- **What the task asks**
Reproduce only the stretch of data from the line containing "girl and provide bounding boxes." through the line containing "[551,210,559,228]", substituting "Inspect" for "Examine" and leaving everything else unchanged.
##### Input
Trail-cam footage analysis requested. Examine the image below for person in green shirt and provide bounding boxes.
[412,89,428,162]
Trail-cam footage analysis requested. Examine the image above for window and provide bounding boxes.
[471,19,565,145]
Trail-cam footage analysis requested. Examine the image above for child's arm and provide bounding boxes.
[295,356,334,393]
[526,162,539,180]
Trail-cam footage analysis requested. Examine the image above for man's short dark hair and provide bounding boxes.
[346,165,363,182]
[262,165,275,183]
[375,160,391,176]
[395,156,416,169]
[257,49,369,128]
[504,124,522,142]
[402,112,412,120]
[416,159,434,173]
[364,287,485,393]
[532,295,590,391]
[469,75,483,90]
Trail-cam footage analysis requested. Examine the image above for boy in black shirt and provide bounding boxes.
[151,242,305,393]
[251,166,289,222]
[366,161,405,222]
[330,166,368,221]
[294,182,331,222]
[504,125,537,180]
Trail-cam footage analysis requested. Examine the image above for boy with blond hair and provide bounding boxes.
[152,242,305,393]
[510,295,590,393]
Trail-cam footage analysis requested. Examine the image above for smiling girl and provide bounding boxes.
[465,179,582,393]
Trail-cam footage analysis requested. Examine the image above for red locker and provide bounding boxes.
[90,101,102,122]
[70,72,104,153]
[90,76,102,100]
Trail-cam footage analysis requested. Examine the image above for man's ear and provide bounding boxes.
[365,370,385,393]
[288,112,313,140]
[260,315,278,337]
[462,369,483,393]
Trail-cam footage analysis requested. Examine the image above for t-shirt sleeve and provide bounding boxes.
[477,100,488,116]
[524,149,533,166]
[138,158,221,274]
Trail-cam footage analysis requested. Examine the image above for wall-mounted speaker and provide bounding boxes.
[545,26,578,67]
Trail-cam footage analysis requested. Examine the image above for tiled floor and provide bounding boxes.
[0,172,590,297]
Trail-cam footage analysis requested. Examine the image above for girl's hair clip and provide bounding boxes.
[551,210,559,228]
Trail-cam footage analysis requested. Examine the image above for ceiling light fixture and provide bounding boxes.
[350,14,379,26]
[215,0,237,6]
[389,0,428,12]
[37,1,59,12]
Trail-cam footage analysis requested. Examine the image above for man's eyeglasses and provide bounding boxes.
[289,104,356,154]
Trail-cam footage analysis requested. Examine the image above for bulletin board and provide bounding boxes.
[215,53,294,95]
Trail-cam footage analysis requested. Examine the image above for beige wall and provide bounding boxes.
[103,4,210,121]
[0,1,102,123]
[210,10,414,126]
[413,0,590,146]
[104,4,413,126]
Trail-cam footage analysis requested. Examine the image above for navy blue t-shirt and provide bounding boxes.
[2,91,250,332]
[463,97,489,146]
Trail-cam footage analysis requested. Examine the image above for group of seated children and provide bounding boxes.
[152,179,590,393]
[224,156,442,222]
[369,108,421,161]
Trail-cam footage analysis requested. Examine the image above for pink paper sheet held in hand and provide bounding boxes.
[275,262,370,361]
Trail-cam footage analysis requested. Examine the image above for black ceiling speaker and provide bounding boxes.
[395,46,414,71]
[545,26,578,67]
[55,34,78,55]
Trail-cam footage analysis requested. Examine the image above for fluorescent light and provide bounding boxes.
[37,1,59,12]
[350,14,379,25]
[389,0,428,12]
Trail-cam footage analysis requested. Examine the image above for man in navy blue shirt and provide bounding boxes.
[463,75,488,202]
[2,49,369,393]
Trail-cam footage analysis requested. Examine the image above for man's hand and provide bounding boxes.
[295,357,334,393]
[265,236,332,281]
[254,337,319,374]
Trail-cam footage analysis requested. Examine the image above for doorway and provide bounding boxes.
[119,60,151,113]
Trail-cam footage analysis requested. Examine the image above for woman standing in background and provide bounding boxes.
##########
- **Result**
Trail-cam footage analysis requested. Inspect the image above for smiling girl and provide bounding boxes.
[465,179,582,393]
Trail-cam footage analysis requested. Inspect the image above for red locker and provide bounding boxes.
[90,101,102,122]
[70,72,104,153]
[90,76,102,100]
Trail-cam footage analysis requested. Inspect the image above for man's ear and provide bounding boxes.
[365,370,385,393]
[288,112,313,140]
[260,315,278,337]
[462,369,483,393]
Trail-cam footage analysis requested. Inspect the image above for t-shirt sleeve and provide bounding boxes.
[477,100,488,116]
[524,149,533,166]
[138,158,221,274]
Trail-cam footage analysis requested. Inspect the image above for wall-mounted speaker and provide bounding boxes.
[545,26,578,67]
Trail-cam footage analysis requested. Inspect the image above for tiled floor and provide bounding boxes.
[0,172,590,297]
Trail-cam footage analysis requested. Inspect the image above for girl's hair clip and provide bounding boxes.
[551,210,559,228]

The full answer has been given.